══ Page extract

An award-winning energy saving specialist is in line to chair the voice of the building industry in Wales.
Gareth Jones, 30, Managing Director of Carbon Zero UK, will become the first ever North Wales national chairman of the Federation of Master Builders for Wales when he takes over in two years.
He was this week elected Vice-Chairman of the Wales branch of the organisation which represents builders across the UK and will step up to the Chairmanship in 2014.
He said: “I’m delighted and honoured to have been chosen. The Federation is a vitally important voice for the industry and does a great job in promoting the interests of small and medium sized builders and their customers.
“We insist on high standards among our members so that clients can be assured that they will get a proper service and we play a huge part in ensuring that their voice is heard at the highest levels.
“It’s a great opportunity to get myself more involved with the FMB nationally because it is an organisation in which I believe passionately.

════
══ Record set

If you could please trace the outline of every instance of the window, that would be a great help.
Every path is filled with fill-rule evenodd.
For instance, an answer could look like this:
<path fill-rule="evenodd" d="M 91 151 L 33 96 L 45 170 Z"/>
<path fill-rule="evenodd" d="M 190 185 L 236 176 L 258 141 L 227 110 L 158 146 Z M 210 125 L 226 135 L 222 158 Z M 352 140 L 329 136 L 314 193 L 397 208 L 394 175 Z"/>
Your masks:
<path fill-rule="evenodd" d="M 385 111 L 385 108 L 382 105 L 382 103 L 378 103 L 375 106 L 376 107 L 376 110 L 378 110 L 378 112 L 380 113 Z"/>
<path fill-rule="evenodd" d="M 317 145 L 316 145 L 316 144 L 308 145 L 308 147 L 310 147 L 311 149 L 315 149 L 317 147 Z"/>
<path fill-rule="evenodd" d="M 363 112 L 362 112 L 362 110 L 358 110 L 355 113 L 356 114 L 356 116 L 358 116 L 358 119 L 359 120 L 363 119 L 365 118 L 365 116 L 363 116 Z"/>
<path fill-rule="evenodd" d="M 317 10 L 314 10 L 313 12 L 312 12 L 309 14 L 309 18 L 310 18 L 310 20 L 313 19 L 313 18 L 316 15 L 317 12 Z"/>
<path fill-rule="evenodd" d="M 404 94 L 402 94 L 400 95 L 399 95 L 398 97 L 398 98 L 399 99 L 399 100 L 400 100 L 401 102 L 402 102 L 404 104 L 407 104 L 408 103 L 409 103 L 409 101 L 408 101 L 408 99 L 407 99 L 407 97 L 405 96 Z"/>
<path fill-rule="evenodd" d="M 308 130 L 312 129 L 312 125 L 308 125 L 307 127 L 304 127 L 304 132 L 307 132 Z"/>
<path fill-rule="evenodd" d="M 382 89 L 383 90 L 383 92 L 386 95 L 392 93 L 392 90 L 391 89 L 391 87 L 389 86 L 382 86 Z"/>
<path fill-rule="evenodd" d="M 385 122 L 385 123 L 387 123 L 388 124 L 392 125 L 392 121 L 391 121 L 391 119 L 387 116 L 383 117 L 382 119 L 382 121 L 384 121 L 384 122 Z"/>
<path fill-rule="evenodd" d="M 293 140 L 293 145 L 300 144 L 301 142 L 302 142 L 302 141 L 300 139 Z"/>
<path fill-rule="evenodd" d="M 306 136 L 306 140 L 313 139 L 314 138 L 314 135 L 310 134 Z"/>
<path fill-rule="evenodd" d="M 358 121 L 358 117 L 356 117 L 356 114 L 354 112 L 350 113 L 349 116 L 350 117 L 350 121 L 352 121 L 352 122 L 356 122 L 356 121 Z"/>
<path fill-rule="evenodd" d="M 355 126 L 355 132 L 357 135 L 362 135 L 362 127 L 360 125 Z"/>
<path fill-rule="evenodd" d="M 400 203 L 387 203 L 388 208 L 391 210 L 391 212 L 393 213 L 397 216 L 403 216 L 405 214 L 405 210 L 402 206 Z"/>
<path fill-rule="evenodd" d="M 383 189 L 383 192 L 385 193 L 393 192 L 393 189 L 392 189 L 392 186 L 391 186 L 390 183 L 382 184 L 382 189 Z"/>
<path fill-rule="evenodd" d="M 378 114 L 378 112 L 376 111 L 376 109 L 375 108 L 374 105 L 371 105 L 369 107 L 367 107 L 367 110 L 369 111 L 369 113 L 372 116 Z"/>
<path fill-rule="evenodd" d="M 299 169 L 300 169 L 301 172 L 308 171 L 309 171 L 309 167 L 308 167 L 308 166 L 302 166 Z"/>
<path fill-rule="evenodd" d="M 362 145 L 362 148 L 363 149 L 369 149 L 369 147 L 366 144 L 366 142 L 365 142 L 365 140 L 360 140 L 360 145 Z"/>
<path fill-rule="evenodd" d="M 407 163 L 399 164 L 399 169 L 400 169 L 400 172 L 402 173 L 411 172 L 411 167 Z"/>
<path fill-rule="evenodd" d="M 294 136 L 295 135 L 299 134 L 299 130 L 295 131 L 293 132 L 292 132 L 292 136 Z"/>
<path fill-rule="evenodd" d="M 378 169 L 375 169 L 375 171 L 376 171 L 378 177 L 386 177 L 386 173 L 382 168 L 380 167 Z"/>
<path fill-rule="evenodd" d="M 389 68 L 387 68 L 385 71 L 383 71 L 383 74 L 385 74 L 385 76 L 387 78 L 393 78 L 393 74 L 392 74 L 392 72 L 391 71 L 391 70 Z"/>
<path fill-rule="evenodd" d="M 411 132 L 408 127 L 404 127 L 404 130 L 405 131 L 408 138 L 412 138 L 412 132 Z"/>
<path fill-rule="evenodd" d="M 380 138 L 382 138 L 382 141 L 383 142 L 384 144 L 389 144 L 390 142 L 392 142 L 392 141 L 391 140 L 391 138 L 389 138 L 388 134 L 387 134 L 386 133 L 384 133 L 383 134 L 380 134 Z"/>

════

Continue the news item about Gareth Jones's election to the Federation of Master Builders in Wales, starting after its final sentence. The data has no connection to the news item about Gareth Jones and the Federation of Master Builders.

“It’s a great organisation and a great bunch of people to work with and it can have a really positive effect on things that affect the industry such as legislation.”
Richard Jenkins, Chief Executive of the FMB, said: “In time, of course, Gareth will be Chairman and President of the FMB in Wales and I am very much looking forward to seeing his progression.
“He typifies the sort of industrious, focussed and competent member of the FMB we all hope our members strive to be. To paraphrase the old adage, he doesn’t ask ‘what can the Federation do for me but what can I do for the Federation’.
“I fully trust him to act on the Federation’s behalf in the North and his support is becoming legend. The Vice presidency is a clear tribute to his endeavours on our behalf.”
Gareth, from Llandudno, founded Carbon Zero UK at St Asaph in 2009 and it has grown in less than three years into a company with a turnover of more than £1 million.
It was recently selected onto the Welsh Government’s High Growth Scheme which is for companies with the potential for annual growth of 20 per cent.
Carbon Zero UK specialises in a complete range of renewable energy and energy saving solutions for domestic and commercial properties including solar and wind power, air and ground source heating, rainwater harvesting, biomass, insulation and even a range of eco window blinds .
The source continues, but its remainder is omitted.